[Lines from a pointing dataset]

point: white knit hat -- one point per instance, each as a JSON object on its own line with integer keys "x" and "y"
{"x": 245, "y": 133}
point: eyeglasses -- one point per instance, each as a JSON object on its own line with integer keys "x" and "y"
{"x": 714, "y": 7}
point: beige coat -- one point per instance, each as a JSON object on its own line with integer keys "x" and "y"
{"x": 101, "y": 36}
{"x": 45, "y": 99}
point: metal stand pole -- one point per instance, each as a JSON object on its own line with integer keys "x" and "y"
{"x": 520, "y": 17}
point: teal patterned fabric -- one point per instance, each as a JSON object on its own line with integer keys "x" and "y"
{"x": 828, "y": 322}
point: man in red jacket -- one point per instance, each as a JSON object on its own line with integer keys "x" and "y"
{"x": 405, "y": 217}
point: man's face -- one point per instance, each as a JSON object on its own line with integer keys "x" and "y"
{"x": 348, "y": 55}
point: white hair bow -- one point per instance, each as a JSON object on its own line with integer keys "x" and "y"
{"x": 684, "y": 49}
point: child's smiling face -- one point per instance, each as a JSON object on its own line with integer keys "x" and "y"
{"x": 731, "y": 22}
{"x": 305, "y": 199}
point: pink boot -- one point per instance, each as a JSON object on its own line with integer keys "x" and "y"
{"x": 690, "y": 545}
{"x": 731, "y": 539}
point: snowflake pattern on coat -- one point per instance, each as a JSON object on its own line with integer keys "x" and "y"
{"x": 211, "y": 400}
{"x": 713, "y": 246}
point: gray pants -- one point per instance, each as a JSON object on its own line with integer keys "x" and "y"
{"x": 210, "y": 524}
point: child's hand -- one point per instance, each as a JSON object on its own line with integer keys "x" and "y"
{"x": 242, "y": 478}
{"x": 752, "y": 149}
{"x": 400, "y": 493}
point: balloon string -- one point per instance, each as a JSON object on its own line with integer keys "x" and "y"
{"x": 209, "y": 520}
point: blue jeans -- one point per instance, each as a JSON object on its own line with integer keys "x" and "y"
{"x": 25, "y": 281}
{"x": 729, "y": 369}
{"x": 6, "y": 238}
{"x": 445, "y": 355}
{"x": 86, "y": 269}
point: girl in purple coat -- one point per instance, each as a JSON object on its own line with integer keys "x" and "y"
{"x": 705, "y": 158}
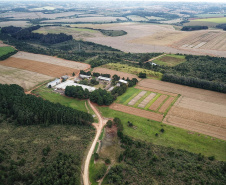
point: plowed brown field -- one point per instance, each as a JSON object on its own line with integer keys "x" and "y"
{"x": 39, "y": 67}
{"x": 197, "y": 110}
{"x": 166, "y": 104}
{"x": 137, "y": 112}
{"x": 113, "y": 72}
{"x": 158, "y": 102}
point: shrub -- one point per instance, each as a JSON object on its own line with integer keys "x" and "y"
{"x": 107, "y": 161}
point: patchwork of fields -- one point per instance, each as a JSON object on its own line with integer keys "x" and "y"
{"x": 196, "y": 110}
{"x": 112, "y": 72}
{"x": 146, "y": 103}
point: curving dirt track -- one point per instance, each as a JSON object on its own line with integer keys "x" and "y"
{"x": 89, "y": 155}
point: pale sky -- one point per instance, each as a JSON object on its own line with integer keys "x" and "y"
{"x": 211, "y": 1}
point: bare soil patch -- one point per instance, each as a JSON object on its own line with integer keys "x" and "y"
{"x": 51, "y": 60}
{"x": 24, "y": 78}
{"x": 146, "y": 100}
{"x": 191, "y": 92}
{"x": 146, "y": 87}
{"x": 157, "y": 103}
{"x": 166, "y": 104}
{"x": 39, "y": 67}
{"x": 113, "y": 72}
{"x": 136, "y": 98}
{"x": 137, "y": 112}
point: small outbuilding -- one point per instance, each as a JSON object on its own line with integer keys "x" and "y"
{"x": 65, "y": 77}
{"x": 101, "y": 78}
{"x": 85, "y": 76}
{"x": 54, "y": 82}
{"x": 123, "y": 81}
...
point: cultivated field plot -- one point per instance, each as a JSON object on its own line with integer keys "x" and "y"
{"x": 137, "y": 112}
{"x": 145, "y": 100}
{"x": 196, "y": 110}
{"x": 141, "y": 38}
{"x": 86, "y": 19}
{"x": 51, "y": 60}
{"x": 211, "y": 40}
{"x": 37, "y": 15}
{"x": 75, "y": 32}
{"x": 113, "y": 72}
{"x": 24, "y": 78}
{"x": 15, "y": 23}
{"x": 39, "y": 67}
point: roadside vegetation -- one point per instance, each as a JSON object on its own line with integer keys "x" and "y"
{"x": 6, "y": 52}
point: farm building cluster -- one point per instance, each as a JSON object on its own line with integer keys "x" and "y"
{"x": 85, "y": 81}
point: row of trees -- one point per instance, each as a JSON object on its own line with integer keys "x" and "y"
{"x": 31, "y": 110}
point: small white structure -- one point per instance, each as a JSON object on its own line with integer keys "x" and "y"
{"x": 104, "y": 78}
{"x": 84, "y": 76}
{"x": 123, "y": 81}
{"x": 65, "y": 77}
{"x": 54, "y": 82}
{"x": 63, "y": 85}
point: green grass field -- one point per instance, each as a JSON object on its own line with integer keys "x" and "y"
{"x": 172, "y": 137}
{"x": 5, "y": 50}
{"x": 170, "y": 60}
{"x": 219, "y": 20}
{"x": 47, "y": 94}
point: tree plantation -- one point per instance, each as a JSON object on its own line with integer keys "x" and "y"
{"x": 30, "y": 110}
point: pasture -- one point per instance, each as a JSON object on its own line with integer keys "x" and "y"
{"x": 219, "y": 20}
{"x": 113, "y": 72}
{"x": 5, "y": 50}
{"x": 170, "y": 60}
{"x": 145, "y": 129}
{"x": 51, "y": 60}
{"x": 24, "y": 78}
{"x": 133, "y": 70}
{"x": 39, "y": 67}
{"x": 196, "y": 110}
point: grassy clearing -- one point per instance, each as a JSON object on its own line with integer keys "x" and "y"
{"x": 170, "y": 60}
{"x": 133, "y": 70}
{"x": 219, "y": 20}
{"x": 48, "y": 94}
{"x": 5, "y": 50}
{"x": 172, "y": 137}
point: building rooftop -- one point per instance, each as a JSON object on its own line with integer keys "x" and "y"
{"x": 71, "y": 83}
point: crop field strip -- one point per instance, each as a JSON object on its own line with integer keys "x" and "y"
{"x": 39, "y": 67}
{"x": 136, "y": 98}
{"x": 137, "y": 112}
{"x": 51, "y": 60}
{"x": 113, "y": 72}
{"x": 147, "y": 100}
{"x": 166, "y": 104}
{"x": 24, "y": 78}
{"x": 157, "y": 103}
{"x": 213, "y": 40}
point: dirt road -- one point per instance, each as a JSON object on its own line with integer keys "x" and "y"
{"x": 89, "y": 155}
--
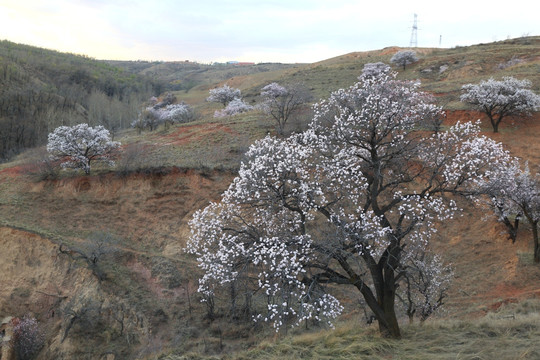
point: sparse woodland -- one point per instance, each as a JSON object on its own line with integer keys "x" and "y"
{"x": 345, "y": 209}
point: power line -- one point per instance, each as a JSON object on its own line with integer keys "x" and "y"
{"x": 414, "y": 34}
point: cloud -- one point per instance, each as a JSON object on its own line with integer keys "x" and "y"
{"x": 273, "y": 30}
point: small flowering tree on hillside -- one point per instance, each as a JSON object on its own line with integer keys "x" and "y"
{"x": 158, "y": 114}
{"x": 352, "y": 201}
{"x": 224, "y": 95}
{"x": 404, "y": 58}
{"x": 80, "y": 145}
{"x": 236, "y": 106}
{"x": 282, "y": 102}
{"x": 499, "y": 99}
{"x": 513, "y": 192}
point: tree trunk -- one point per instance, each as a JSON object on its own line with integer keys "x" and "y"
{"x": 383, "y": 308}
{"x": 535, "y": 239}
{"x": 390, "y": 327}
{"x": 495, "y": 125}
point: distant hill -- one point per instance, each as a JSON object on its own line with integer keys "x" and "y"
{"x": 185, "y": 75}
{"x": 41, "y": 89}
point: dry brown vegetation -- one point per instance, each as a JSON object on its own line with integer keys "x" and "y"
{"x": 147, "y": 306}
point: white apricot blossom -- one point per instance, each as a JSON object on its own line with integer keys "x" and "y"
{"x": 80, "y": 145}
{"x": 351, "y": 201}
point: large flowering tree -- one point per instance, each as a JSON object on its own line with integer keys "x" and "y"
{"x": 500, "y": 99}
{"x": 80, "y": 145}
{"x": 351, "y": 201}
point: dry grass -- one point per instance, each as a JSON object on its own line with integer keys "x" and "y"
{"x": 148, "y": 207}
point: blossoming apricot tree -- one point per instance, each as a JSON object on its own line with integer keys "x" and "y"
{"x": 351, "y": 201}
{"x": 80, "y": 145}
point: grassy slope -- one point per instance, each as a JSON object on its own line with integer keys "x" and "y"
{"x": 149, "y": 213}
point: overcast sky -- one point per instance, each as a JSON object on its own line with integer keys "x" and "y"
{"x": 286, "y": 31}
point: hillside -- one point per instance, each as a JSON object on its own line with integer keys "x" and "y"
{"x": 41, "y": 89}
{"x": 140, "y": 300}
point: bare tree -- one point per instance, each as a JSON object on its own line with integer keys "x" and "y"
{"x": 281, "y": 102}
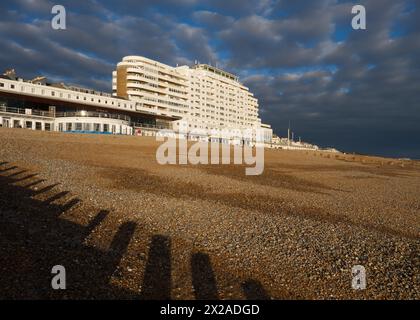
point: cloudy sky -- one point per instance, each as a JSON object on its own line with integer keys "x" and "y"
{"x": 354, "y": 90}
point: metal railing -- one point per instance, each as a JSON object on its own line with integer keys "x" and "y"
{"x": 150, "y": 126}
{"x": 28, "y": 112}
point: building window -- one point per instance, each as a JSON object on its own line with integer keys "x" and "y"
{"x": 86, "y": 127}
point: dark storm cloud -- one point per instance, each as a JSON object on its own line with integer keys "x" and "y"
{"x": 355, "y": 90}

> [Directive] Pick out every line above that contains the string "flowering", treating uppercase and lowercase as different, and copy each of those lines.

> [Full answer]
point: small flowering tree on hillside -- one point per instance, each as a JSON object on its own line with integer keys "x" and "y"
point: large flowering tree -- one point per instance, each as a JSON object on its own line with integer keys "x" and "y"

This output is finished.